TEXTO PARA LER
29 de junho de 2008

Posturas pragmáticas na História da Filosofia

Em relação à cultura ocidental, devemos reconhecer que, a despeito de toda a sua produção científica e filosófica, na realidade ela é pragmática. Em nossa cultura, historicamente temos uma seqüência que mostra, de um lado, a preocupação com o conhecimento e o domínio da natureza, principalmente a partir de Francis Bacon, culminando com os ideólogos do progresso dos séculos XVIII e XIX e com a produção nos moldes capitalistas e, de outro, uma crítica da instrumentalização da razão, na linha da crítica da economia política de Marx, retomada especialmente pela Escola de Frankfurt.

Pouco depois que a crítica da razão técnica era feita por Marx e Engels, porém, desenvolvia-se nos Estados Unidos, através do Pragmatismo, o interesse pelo conhecimento voltado para a ação, tradicionalmente atribuído às necessidades da cultura norte-americana de se construir materialmente e de se auto-afirmar politicamente.

Se observarmos a História da Filosofia, no entanto, encontraremos posturas mais voltadas para a ação e a vontade e outras com ênfases mais idealistas e intelectualistas desde a Filosofia pré-socrática. Com base na obra de Ugo Spirito, mencionaremos a presença de uma visão mais voltada para a ação em determinadas escolas e períodos filosóficos. De acordo com ele, para Schiller, “a frase de Protágoras, para quem o homem é a medida de todas as coisas, pode ser considerada como o postulado fundamental dos pragmatistas, isto é, como expressão da síntese indissolúvel entre lógica e psicologia”.Da mesma forma, a mudança de interesse de Sócrates da Física para a Antropologia, especialmente para as questões éticas e políticas, poderia ser vista como uma postura pragmática. De acordo com Spirito, na obra de Schinz propõe-se uma analogia entre o Pragmatismo e a Escolástica, a qual é vista por este como o “pragmatismo do medievo”. A Filosofia de Aristóteles é vista na Idade Média como prática, em oposição ao idealismo religioso, e a igreja a condenava como heresia, pois seu estudo poderia provocar a autonomia da razão perante a Revelação, a separação entre os campos específicos da Filosofia e da Teologia, a substituição do fim último transcendente do ser humano pelo fim último imanente, a autonomia do político frente ao religioso e a separação completa entre Igreja e Estado.

Em relação à experiência religiosa, Spirito afirma que “se tem reconhecido a Pascal como um precursor do Pragmatismo”. Também se encontra no pensamento de Kant uma valorização da interpretação pragmática da realidade, sobre o que Spirito prefere apenas fazer menção, “observando que a tese, que para Kant se limita ao campo da ética, se converteu, para os pragmatistas, em um postulado gnosiológico”.

PEDIDO ESCRITO
Reproduza sem nenhuma mudança a parte do texto sobre posturas pragmáticas que vai de "Posturas pragmáticas na" até "Escola de Frankfurt.", incluindo essas duas partes.

DADOS FORNECIDOS

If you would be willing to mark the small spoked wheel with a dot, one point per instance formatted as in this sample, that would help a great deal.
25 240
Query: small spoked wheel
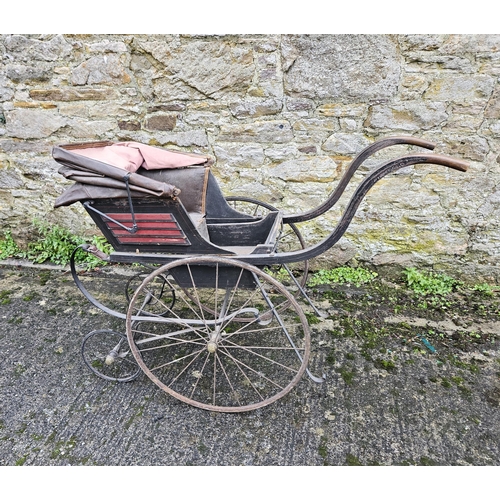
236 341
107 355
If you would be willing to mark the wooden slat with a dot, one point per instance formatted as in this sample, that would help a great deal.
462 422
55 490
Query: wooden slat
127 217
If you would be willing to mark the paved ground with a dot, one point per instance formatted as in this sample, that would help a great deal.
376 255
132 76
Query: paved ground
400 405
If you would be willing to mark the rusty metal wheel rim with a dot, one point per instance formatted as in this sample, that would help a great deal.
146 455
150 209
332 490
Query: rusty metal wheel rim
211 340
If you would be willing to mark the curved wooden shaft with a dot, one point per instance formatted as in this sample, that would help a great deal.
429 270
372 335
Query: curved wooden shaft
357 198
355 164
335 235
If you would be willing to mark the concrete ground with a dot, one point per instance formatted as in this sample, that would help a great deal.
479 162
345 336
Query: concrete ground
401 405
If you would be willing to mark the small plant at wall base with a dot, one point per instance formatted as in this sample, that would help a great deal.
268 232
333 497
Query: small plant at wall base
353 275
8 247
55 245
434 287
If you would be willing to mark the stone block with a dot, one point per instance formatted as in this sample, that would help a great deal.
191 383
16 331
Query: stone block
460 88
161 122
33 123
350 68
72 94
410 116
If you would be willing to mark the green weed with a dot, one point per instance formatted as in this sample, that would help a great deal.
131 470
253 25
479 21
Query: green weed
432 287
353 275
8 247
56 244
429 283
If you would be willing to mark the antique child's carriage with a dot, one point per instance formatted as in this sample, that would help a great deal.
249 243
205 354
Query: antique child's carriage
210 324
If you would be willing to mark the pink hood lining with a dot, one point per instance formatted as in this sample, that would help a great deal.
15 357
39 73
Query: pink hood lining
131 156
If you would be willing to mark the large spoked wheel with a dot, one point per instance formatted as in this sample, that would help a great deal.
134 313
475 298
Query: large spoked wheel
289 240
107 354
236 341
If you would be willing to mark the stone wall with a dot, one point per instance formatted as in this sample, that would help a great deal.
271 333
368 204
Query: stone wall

RESPOSTA COMPLETA
Posturas pragmáticas na História da Filosofia

Em relação à cultura ocidental, devemos reconhecer que, a despeito de toda a sua produção científica e filosófica, na realidade ela é pragmática. Em nossa cultura, historicamente temos uma seqüência que mostra, de um lado, a preocupação com o conhecimento e o domínio da natureza, principalmente a partir de Francis Bacon, culminando com os ideólogos do progresso dos séculos XVIII e XIX e com a produção nos moldes capitalistas e, de outro, uma crítica da instrumentalização da razão, na linha da crítica da economia política de Marx, retomada especialmente pela Escola de Frankfurt.